Before Mr Muluzi has told us any of this, we hear he is meeting the Mutharika brothers behind the curtains. These are the brothers who have taken Malawi from a country with an endless supply of fuel to unprecedented scarcity; with an assured supply of forex to almost no forex; from peace and calm, law and order to murders that are being paraded as suicides by the police.
One Noel Mbowela, said to be a political analyst, defended this that in a democracy, it is not wrong for politicians from opposite sides to have meetings either in public or in private. Nobody can dispute Mr Mbowela’s assertion, and nobody says Mr Muluzi has no right to do this. But for somebody who claims he will bring change to be sitting all comfy behind the curtains with forces of dictatorship – that leaves me really worried. Mr Atupele Muluzi cannot be a serious agent of change if these allegations are true.
Imagine Mitt Romney of the United States sitting down to share a cup of tea with Barack Obama in secret at the White House. Would the Republican voters forgive him? Would he win the primaries due early 2012? Clearly not. We can theorize all we want about what should happen in a democracy, but practical implications shape out differently from theory.
What I would expect from somebody of Mr Atupele Muluzi’s ambitions is to be a genuine agent of change, not somebody desperate to get into the seat of power by making a Faustian Bargain, selling his soul to the devil. I would expect him to sell to the nation his ideas, not simply singing the song of change without the substance to back this up. If truth be told, what, really, makes Mr Muluzi qualify for president apart from being a son of his father? He may distance himself from his father’s shadow, but until I hear what ideas he has, I will not be persuaded otherwise.
As he puts together something of substance to tell this nation, I encourage him to hold fort and push forward to offer himself for leadership. However, he should desist from mixing with people whom many think have taken this country backwards. If that is the change he intends to bring in, he should forget making it to the State House.
#####
YOUR TASKS |
1/ Answer these questions using the commentary on Atupele Muluzi:
(a) Whom is Mr Muluzi reportedly meeting behind the curtains?
(b) How is Noel Mbowela described?
(c) Which politician is imagined sharing a cup of tea with Barack Obama?
2/ From the commentary on Atupele Muluzi, extract the passage between "Before Mr Muluzi" and "allegations are true.", inclusive.
#####
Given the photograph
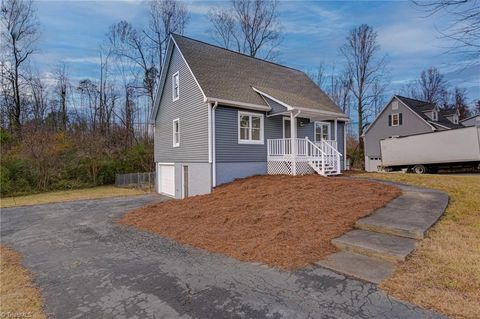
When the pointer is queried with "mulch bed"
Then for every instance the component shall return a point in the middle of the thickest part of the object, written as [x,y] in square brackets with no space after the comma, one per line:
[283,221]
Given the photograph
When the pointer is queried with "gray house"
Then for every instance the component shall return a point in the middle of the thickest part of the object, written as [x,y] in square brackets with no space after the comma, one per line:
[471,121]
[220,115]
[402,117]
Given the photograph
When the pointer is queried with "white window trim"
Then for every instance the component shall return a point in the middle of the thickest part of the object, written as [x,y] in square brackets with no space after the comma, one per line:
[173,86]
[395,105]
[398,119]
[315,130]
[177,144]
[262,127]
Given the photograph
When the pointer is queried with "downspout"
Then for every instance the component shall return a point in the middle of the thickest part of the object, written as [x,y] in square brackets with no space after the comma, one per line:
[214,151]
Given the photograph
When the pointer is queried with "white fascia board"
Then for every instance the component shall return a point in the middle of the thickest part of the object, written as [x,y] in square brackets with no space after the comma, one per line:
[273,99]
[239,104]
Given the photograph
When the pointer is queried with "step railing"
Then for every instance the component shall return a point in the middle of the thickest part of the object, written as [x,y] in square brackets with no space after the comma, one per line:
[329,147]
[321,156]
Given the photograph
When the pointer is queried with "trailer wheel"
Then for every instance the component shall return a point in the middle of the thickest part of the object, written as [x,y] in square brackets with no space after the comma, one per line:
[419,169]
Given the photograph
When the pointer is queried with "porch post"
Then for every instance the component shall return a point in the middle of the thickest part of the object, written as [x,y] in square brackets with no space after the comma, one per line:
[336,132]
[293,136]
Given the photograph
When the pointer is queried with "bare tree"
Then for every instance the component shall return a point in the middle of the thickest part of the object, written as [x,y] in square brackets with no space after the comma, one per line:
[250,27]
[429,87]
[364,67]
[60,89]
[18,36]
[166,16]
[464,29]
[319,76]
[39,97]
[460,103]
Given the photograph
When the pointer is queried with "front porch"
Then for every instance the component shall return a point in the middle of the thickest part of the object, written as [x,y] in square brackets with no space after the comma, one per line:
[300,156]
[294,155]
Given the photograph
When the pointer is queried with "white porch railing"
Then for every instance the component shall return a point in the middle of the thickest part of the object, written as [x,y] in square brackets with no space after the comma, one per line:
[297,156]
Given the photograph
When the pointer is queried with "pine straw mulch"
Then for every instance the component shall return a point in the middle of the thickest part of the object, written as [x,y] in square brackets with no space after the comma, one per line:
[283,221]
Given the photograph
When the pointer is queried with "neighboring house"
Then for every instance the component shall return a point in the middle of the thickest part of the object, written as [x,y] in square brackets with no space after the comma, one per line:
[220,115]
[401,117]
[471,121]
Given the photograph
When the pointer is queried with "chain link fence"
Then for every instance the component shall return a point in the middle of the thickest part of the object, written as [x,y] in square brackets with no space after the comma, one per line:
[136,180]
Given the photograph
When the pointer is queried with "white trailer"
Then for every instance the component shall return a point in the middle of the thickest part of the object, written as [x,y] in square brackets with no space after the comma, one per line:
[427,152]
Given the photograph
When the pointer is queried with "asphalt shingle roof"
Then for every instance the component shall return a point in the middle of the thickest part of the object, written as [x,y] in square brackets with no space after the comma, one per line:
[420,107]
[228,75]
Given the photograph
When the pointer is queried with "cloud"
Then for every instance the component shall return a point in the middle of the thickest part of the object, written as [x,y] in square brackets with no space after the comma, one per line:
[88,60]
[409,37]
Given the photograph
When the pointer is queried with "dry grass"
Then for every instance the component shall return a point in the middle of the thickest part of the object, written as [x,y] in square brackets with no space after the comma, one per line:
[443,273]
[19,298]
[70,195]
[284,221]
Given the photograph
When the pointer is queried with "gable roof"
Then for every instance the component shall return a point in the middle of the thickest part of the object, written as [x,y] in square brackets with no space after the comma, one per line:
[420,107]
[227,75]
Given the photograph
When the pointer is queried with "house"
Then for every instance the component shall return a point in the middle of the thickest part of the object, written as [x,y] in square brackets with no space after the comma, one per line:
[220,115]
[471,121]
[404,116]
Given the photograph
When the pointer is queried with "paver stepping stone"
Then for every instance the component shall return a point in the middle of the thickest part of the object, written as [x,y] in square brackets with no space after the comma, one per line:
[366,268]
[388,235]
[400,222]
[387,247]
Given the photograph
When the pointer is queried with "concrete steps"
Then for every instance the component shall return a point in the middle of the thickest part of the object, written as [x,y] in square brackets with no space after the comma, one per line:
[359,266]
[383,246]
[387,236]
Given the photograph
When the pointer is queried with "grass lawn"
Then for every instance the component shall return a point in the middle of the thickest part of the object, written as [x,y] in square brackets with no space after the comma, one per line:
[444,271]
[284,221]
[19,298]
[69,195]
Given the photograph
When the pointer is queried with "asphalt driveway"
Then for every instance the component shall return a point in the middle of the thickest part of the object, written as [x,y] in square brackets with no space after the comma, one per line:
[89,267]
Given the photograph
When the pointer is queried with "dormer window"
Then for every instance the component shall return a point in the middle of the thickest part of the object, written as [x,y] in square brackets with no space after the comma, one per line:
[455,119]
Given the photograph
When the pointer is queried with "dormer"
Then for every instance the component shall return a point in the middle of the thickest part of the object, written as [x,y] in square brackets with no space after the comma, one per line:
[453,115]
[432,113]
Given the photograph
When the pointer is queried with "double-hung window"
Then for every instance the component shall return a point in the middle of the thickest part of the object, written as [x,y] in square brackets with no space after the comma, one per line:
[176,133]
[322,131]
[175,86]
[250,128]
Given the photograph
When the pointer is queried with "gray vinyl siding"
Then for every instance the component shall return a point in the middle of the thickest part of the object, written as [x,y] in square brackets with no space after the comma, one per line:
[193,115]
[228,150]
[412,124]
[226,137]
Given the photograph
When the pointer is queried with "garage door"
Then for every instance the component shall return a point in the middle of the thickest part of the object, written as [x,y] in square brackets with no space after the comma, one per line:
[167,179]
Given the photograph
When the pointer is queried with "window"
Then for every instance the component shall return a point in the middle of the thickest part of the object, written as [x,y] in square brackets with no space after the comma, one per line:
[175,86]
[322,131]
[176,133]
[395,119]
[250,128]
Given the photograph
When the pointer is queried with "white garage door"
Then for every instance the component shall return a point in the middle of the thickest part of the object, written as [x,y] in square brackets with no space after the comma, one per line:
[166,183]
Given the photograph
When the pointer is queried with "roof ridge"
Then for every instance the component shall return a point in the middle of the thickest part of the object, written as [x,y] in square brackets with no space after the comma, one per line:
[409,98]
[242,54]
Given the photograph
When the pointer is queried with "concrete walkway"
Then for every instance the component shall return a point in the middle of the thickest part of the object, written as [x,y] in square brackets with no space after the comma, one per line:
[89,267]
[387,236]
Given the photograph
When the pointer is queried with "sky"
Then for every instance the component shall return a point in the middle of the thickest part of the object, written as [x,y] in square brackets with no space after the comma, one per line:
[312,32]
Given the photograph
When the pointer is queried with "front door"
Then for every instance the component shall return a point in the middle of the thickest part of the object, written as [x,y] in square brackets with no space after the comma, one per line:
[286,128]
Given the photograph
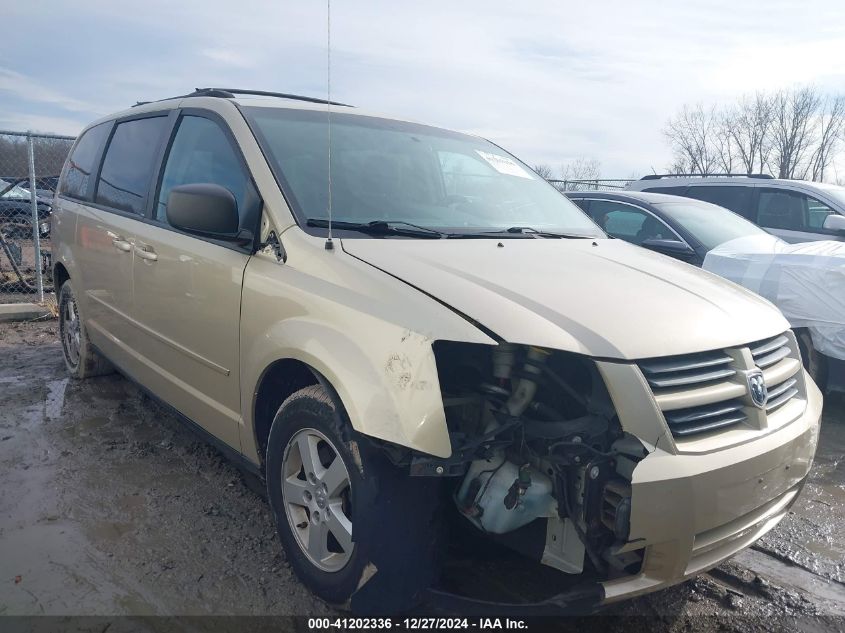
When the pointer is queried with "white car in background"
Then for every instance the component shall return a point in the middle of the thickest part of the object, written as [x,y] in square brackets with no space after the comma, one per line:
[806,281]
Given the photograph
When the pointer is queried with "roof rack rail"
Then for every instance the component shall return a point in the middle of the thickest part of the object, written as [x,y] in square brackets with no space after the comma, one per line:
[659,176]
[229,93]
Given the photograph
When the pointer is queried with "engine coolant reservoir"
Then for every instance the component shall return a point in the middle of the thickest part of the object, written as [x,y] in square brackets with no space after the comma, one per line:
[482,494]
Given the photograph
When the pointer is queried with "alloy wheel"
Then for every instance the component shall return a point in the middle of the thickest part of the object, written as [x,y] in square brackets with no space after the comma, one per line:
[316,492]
#####
TASK ANSWERS |
1/
(a) The Mutharika brothers.
(b) As a political analyst.
(c) Mitt Romney.

2/
Before Mr Muluzi has told us any of this, we hear he is meeting the Mutharika brothers behind the curtains. These are the brothers who have taken Malawi from a country with an endless supply of fuel to unprecedented scarcity; with an assured supply of forex to almost no forex; from peace and calm, law and order to murders that are being paraded as suicides by the police.
One Noel Mbowela, said to be a political analyst, defended this that in a democracy, it is not wrong for politicians from opposite sides to have meetings either in public or in private. Nobody can dispute Mr Mbowela’s assertion, and nobody says Mr Muluzi has no right to do this. But for somebody who claims he will bring change to be sitting all comfy behind the curtains with forces of dictatorship – that leaves me really worried. Mr Atupele Muluzi cannot be a serious agent of change if these allegations are true.